▶ _Task goal_:
Count the lines in the listing below that contain the string "clicks", with case taken into account, and reply with only that number.

▶ _Dataset entries_:

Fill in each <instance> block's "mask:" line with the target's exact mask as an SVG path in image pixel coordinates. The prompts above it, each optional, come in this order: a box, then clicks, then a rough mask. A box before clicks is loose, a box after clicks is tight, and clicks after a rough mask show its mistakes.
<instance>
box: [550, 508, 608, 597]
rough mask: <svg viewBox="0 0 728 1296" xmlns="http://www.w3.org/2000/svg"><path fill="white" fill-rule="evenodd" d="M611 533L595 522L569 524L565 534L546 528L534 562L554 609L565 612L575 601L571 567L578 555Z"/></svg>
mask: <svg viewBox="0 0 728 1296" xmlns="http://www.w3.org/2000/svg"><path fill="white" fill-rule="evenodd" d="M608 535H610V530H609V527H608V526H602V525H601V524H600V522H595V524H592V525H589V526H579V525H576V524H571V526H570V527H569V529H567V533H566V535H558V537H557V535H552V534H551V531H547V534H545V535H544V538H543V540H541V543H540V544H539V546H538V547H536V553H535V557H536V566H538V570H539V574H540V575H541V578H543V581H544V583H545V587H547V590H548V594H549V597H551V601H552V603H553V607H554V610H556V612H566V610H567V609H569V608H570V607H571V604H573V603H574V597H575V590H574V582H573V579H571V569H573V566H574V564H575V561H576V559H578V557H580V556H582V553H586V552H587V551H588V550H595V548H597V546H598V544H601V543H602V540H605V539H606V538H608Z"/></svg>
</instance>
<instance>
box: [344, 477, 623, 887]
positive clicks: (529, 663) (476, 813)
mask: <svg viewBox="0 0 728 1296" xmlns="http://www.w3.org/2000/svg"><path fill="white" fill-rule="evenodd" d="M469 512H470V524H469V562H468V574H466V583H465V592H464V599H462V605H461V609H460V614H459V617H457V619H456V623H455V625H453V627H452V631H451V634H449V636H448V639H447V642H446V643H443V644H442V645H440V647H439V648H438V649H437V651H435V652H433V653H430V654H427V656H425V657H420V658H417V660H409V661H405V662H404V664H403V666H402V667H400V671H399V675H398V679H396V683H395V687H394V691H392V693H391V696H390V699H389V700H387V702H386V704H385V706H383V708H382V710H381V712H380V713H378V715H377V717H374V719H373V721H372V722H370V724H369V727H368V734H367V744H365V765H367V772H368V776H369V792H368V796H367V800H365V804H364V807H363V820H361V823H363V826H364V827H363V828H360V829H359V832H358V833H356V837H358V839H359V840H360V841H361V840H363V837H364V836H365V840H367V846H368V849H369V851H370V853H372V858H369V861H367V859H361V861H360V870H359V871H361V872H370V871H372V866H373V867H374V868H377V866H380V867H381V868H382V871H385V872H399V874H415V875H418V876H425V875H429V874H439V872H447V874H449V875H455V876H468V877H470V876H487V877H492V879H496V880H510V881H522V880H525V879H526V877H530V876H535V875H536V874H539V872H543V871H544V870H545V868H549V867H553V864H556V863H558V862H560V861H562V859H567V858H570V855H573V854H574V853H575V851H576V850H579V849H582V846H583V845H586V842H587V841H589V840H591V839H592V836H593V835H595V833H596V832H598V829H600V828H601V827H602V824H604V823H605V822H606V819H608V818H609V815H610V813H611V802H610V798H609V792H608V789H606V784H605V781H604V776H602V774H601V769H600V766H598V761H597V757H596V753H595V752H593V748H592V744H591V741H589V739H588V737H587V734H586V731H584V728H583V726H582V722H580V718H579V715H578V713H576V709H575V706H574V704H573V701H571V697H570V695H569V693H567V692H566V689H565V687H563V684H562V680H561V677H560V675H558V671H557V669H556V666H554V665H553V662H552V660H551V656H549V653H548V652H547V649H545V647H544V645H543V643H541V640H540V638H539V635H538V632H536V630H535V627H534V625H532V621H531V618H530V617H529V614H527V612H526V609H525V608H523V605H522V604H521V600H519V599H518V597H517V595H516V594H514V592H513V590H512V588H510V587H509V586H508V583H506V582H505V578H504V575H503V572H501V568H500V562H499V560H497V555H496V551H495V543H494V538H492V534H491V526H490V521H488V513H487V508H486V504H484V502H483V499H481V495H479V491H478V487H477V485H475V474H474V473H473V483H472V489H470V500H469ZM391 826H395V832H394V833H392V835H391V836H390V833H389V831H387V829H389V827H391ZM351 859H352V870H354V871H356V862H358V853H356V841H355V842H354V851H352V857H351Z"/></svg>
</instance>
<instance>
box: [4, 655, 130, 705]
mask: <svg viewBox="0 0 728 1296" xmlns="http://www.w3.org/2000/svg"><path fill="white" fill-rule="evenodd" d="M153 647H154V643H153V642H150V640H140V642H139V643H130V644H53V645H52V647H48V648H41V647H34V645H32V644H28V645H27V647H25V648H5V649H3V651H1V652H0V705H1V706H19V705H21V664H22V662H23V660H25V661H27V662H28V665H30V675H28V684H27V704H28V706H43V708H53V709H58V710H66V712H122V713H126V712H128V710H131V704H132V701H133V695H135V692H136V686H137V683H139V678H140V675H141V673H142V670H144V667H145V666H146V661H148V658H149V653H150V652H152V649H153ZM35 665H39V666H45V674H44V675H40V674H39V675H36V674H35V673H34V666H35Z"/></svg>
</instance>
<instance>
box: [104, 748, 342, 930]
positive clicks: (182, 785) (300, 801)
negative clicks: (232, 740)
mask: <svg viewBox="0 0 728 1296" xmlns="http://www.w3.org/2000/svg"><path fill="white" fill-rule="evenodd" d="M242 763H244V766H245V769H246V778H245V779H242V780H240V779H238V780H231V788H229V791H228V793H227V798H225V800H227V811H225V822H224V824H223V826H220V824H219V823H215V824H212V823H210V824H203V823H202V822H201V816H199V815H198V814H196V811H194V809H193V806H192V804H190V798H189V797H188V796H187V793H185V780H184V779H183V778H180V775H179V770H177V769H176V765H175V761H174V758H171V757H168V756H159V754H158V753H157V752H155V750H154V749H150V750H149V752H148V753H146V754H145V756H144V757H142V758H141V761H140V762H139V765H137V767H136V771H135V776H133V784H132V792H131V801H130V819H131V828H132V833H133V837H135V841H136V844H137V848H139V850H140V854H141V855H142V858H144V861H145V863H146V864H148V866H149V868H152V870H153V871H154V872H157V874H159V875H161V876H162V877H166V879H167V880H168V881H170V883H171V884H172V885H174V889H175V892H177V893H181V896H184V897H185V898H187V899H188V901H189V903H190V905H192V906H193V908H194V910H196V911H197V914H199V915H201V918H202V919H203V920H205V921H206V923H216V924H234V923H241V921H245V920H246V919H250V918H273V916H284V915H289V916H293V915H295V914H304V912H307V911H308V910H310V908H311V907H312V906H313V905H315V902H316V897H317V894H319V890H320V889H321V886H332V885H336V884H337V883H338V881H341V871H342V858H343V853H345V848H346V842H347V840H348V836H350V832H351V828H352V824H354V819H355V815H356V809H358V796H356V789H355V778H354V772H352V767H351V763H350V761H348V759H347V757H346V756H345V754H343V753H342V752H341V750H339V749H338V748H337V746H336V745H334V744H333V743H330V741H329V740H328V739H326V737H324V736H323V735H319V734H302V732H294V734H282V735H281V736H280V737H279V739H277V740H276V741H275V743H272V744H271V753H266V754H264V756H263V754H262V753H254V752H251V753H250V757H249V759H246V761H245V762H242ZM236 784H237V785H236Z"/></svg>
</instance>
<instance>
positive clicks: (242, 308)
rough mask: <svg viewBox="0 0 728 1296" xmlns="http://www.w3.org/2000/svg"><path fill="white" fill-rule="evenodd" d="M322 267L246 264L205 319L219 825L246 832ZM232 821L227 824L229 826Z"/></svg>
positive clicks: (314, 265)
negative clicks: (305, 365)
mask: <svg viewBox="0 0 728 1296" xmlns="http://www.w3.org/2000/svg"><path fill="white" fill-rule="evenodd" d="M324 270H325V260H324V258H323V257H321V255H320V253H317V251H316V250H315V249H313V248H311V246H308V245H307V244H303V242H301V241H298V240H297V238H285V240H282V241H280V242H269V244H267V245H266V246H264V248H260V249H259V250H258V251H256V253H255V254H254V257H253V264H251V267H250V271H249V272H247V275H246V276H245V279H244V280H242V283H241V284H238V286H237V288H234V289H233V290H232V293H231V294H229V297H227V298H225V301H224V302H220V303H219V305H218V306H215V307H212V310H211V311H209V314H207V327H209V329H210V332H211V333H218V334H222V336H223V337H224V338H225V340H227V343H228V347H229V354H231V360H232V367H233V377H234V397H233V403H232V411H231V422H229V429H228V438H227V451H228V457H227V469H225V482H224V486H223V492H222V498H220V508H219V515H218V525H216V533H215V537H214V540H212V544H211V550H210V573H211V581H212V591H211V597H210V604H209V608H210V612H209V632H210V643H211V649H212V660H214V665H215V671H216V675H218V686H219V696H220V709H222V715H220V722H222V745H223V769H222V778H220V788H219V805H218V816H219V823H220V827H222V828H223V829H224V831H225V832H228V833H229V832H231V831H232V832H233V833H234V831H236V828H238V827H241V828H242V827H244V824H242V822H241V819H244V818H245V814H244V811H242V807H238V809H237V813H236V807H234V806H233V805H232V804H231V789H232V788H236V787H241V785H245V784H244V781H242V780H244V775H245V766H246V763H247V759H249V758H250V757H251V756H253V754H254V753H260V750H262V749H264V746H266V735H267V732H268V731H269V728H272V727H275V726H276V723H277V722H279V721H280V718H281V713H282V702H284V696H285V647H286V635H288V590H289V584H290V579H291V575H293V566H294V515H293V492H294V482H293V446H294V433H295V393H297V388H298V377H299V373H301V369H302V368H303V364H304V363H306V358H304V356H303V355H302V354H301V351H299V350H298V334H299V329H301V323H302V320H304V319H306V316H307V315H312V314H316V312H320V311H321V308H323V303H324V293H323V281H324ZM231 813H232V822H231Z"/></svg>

▶ _Solution to this problem_:
7